[Data items]
## start

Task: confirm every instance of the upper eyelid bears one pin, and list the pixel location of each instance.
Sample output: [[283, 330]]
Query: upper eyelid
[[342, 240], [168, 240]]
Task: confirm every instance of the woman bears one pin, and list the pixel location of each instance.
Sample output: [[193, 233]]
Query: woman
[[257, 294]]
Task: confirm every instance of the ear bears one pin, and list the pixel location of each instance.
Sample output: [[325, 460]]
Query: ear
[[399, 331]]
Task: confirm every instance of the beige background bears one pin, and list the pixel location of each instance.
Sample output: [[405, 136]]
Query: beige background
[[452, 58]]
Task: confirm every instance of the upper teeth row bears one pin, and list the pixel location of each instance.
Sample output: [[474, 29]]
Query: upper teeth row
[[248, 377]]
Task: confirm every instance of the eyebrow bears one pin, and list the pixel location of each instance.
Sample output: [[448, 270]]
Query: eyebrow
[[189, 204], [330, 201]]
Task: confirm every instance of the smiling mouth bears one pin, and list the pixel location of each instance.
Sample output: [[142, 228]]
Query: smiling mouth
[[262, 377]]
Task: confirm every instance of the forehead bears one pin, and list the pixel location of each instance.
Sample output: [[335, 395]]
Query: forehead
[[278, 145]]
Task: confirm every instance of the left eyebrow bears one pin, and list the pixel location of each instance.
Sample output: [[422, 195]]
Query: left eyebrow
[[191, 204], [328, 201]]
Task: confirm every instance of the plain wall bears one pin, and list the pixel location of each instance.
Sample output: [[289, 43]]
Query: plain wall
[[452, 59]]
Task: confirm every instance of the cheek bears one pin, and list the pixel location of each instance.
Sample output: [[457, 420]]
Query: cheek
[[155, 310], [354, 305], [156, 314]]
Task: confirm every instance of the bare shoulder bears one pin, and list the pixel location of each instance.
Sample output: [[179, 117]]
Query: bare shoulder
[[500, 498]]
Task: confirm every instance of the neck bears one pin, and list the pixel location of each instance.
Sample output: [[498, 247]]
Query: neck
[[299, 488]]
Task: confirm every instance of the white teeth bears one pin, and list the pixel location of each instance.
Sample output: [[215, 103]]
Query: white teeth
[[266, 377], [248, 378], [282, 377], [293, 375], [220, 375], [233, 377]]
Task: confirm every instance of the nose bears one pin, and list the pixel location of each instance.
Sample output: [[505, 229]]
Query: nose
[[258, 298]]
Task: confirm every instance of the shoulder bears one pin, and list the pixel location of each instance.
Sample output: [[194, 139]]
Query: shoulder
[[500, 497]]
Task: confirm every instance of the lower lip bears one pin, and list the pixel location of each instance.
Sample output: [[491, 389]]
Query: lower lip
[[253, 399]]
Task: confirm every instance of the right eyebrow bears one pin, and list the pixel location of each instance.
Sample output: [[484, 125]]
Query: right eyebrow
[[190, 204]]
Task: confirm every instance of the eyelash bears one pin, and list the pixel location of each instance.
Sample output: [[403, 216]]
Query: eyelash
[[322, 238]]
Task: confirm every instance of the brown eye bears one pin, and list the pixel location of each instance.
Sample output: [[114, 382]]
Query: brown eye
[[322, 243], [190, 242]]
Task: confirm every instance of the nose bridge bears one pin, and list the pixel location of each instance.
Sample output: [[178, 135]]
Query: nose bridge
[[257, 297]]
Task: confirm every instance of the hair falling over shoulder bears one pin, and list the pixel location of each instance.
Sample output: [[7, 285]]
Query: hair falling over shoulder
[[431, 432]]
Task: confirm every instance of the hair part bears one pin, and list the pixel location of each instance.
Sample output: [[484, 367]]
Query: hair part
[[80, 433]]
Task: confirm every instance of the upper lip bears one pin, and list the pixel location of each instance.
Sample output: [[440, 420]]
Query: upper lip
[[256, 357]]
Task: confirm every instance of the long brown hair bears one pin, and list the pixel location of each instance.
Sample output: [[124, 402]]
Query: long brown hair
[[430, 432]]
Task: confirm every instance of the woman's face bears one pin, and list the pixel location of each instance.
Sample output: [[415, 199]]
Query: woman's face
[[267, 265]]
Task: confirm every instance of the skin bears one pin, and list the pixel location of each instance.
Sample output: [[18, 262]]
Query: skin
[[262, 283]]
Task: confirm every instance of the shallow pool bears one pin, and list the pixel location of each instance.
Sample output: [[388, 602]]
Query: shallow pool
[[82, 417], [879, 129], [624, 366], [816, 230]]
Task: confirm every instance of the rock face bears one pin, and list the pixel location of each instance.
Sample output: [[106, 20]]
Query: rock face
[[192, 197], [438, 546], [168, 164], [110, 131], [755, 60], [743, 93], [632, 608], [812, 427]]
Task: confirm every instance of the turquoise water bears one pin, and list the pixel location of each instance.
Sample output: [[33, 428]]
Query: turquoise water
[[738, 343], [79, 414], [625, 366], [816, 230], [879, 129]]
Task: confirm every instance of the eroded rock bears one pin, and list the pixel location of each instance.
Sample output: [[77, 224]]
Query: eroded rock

## end

• What is needed
Replace every occurrence of "pixel location" with "image position" throughout the records above, and leave all other text unchanged.

• Response
Task: confirm every instance of the upper eyelid bears one pin, and list the image position of each instance.
Sample output: [[283, 330]]
Query: upper eyelid
[[342, 240], [168, 240]]
Task: confirm every instance of the woman bears one pin, and list the image position of each instance.
Sample output: [[193, 233]]
Query: woman
[[257, 294]]
Task: confirm every instance of the ear bears one pin, and list the image position of each instance.
Sample output: [[325, 460]]
Query: ear
[[399, 331]]
Task: confirm every instance of the beige background bears one pin, and list the image position of each instance.
Sample output: [[405, 136]]
Query: beige background
[[452, 58]]
Task: confirm every instance of the upper teeth row bears one pin, and list the image position of each instance.
Sample output: [[474, 29]]
Query: upper teeth row
[[248, 377]]
Task: confirm every instance of the eyebrow bears one pin, and list the image position of each instance.
Sample output: [[448, 270]]
Query: eyebrow
[[189, 204], [330, 201]]
Task: confirm every instance of the smiling mouth bears one pin, and list the image position of each instance.
Sample output: [[142, 228]]
Query: smiling mouth
[[262, 377]]
Task: confirm every instance of the forehead bears one pin, and list the image position of each instance.
Sample output: [[335, 395]]
Query: forehead
[[278, 145]]
Task: confirm every instance of the left eyebrow bears one pin, and list the image position of each instance.
Sample output: [[422, 195]]
Query: left eyebrow
[[191, 204], [328, 201]]
Task: confirm every instance of the plain wall bears one pin, and list the image position of each instance.
Sample output: [[289, 43]]
Query: plain wall
[[452, 59]]
Task: confirm every instance of the cheek bears one pin, and list the image position of each instance.
Sample output: [[457, 420]]
Query: cheek
[[155, 310], [354, 305], [156, 314]]
Task: confirm every instance of the bare shoulder bears one pin, and list the image position of each instance.
Sample output: [[179, 117]]
Query: bare shoulder
[[500, 498]]
Task: confirm every instance of the neck bears one pin, and list the image position of each instance.
Sample output: [[498, 247]]
Query: neck
[[299, 488]]
Task: confirm every instance of the white teeth bears one pin, and list the image position of each instance.
Sample output: [[215, 103]]
Query: white teeth
[[266, 377], [248, 378], [282, 377], [293, 375], [220, 375], [233, 377]]
Task: confirm every instance of the nose bears one pin, and list the image position of each instance.
Sample output: [[505, 229]]
Query: nose
[[258, 298]]
Task: confirm every instance of the shoulder bears one pin, and list the image position of each instance.
Sample output: [[194, 139]]
Query: shoulder
[[500, 497]]
Task: confirm every instance of the lower lip bears one pin, and list the image position of each instance.
Sample output: [[491, 389]]
Query: lower lip
[[253, 399]]
Task: confirm every instance of the right eyebrow bears one pin, and list the image position of each instance.
Sample output: [[484, 125]]
Query: right eyebrow
[[190, 204]]
Task: confirm every instance of the eyelash bears one pin, and list the image position of each instance.
Sample output: [[403, 216]]
Query: eyelash
[[322, 238]]
Task: confirm every instance of the brown eye bears one pin, and list the image position of each instance.
Sample output: [[114, 382]]
Query: brown eye
[[322, 243], [190, 242]]
Task: confirm every instance of the nose bridge bears one pin, and list the image position of each instance.
Sample output: [[178, 135]]
Query: nose bridge
[[257, 297]]
Task: confirm every instance of the hair falling over shoulder bears one pin, and list the image position of each instance.
Sample output: [[7, 285]]
Query: hair falling over shoulder
[[431, 432]]
Task: confirm every instance of the hair part bears one pin, and list the image position of each instance.
Sample output: [[484, 367]]
Query: hair part
[[80, 433]]
Task: confirm every instance of the upper lip bears one pin, and list the image position of each instance.
Sample output: [[440, 420]]
Query: upper lip
[[256, 357]]
Task: confirm every instance of the long brown hair bears one pin, and list the image position of each instance.
Sample output: [[124, 402]]
Query: long brown hair
[[430, 432]]
Task: confirm every instance of the woman's face bears one pin, and list the image position of each instance.
Sample output: [[415, 199]]
Query: woman's face
[[267, 265]]
Task: confirm every instance of the skin bears one pin, and list the image position of each instance.
Sample output: [[18, 262]]
Query: skin
[[262, 283]]
Task: confirm every instance of the shallow pool bears one pin, and list the image position of each instance.
Sample output: [[388, 602]]
Query: shallow pool
[[82, 417], [879, 129], [624, 366], [816, 230]]
Task: confirm every instance of the rock face bears one pin, and list the image position of each instance.
Sample output: [[106, 20]]
Query: rock face
[[192, 197], [438, 546], [168, 164], [110, 131], [755, 60], [743, 93], [632, 608], [812, 427]]
Task: confirm every instance of the turquoise water bears one pin, and list the image position of each instance.
Sample output: [[33, 428]]
Query: turquoise water
[[738, 343], [79, 414], [625, 366], [816, 230], [879, 129]]
Task: confirm every instance of the eroded rock bears one pin, and list the image position of each instance.
Sample output: [[77, 224]]
Query: eroded rock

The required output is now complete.